> **PASSAGE SHOWN**:
Norwegian Wedding Traditions

June 30, 2020

Our annual Syttende Mai celebration with our traditional Norwegian treats had to be cancelled for this year, but for our readers who are fans of history and traditions from the “old world” we are sharing a story from Orkdal, Norway (just outside of Trondheim, and home of the Fossum family ancestors). This is taken from a little book called “Mat og Skikkar”, which translates to “Food and Customs”.

The Wedding Celebration
“Preparations started well in advance. The storehouse (“stabbur”) and the baking house had to be clean and tidy; they set the table and made up as many beds as possible. Sometimes the bench was made up in the kitchen so they could bed down a heap of kids there, up to six.
Stable room for horses was necessary as guests arrived by horse with the intention of staying 2-3 days. It was customary for neighbors to assist with finding extra room, for people and horses.
Then to the preparatory work of the food and drink. The ale from the corn had to be brewed, in both a strong ale and a lighter brew. Then they baked the crispy flatbread. Animals had to be slaughtered. The day after slaughtering, two cooks arrived, the head cook and an assistant. They ground enough meat for meatballs, meatcakes and sausages. The women of the house made cheese and butter in decorative forms, baked cakes and biscuits.
For the feast itself, two “food mothers” oversaw the serving, and two toastmasters took care of seating and overseeing the ceremonies. These were honorable tasks, often given to two couples in the neighborhood, or to kinfolk.
On the “night previous” – the night before the wedding – the “food mothers” were to receive the guests and “beinings”, gifts of cream cakes, homemade breads, fruitcakes, coffee bread rings, rice or egg porridge. Close kinfolk often brought trunks full of food.
Also on the “night previous” the milkmaids would arrive. These were young girls from nearby farms who brought milk to the farm hosting the feast, and they were treated handsomely. The amount of milk they brought was typically in proportion to the size of the farm they came from. Food served to guests on the “night previous” usually consisted of a warm meal of fish, meatcakes, rice and milk.

> **JOBS**:
1. Using the passage on Norwegian wedding traditions, answer the following:
(a) How many days did guests arriving by horse intend to stay?
(b) Who arrived the day after the animals were slaughtered?
(c) What was the amount of milk each milkmaid brought usually in proportion to?
2. Extend the account of Norwegian wedding traditions, picking up right after its final sentence about the meal served on the "night previous."

> **DATA ROWS**:
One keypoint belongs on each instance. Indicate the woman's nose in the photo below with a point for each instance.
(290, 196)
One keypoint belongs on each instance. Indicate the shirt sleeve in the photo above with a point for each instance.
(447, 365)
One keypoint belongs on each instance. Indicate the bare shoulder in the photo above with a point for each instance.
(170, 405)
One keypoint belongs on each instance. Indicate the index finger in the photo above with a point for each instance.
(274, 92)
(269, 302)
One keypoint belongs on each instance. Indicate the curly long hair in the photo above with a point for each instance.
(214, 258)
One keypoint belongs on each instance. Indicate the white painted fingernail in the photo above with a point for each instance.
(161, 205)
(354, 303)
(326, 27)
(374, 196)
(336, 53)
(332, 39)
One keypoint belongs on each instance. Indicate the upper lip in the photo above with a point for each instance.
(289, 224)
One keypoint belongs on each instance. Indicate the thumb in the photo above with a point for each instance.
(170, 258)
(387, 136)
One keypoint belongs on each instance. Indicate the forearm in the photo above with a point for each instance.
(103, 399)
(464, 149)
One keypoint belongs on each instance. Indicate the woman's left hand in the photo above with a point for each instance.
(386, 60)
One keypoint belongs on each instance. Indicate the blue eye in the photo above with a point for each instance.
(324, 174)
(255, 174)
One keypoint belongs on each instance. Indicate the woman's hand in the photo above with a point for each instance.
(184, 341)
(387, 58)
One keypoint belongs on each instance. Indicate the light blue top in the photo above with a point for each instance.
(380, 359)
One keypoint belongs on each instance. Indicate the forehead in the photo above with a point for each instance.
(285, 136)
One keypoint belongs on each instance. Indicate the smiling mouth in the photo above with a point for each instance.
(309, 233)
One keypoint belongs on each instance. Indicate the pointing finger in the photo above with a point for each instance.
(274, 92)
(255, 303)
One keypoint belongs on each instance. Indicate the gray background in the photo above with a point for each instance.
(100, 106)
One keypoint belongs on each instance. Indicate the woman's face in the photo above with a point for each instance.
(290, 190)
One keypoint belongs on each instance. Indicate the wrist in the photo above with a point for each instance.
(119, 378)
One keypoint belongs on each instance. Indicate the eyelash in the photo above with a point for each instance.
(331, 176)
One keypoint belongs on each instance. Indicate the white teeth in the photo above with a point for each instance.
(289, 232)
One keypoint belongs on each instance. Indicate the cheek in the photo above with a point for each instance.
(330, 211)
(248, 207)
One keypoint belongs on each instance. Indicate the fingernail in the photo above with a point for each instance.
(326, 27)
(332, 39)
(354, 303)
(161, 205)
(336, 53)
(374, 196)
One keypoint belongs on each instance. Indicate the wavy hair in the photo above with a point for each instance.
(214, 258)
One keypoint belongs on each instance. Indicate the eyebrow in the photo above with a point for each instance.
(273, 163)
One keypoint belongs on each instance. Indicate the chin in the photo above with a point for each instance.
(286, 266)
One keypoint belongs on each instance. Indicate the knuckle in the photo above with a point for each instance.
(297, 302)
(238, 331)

> **ANSWER SET**:
1.
(a) 2-3 days.
(b) Two cooks: the head cook and an assistant.
(c) The size of the farm she came from.

2.
The first day of the wedding, the breakfast was a solemn event. Guests were seated as the bridal couple entered dressed in their finery. The decorative butter forms were put on the table and the porridges and cheeses were passed around. The “beinings” from nearest of kin were offered first.
After the wedding when everyone was back from church, dinner would be served, “sodd” (stew/soup) and dessert porridges with both prunes and apricots. Then there was coffee and cakes, and later there was supper
On the second day the bride and groom would get up early and perform their first task together, which was to serve coffee to guests. On this day the couple also received milk and often cream from neighbors, and ate rommegrot (sourcream porridge) and either meatcakes or stew. Before the porridge was served a fiddler would play a march, with the bride and groom following him. The groom carried the bowl of porridge and the bride – wearing a bonnet to signify she was now a mistress — carried the ladle. Guests followed in pairs; this procession was one of the highlights of the wedding.
In the afternoon there was typically a “chopping block” dance. A chopping block was placed in the middle of the floor. This had to be climbed by the bridal couple first, then the cooks and the toastmasters and thereafter all the others young and fit enough.”